--- DATASET ---
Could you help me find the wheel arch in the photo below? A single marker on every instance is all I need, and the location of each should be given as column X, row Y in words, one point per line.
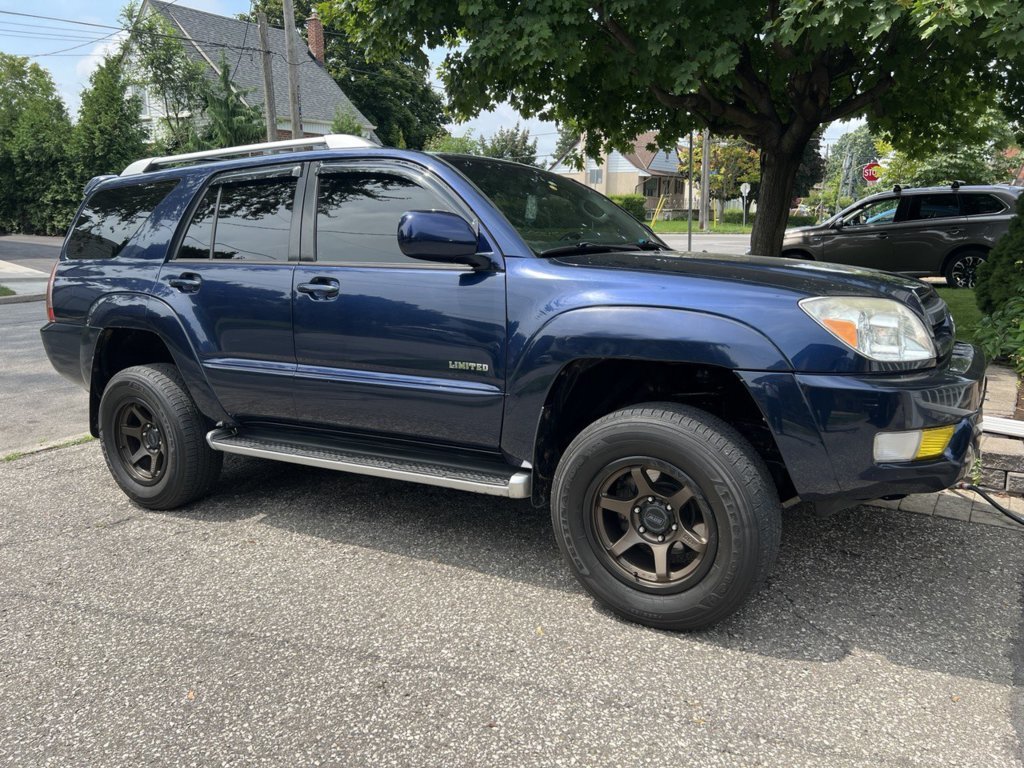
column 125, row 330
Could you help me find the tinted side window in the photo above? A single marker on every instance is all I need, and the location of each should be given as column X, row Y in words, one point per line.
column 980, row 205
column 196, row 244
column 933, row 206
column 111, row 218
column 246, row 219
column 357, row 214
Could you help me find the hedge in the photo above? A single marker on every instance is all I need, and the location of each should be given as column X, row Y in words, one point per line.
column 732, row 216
==
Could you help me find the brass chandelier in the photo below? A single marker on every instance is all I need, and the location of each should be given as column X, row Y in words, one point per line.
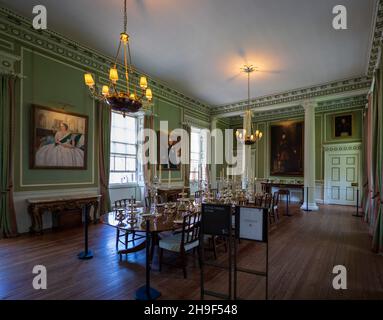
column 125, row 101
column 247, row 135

--- WRITTEN EXERCISE ---
Repeat the records starting at the line that contains "Could you help me find the wheel" and ending at the line that contains "column 125, row 330", replacing "wheel arch" with "side mirror" and leaving everything else unchanged. Leave the pictures out of your answer.

--- WORKED ANSWER ---
Could you help me find the side mirror in the photo below? A single marker on every instance is all I need, and the location of each should be given as column X, row Y in words, one point per line.
column 125, row 330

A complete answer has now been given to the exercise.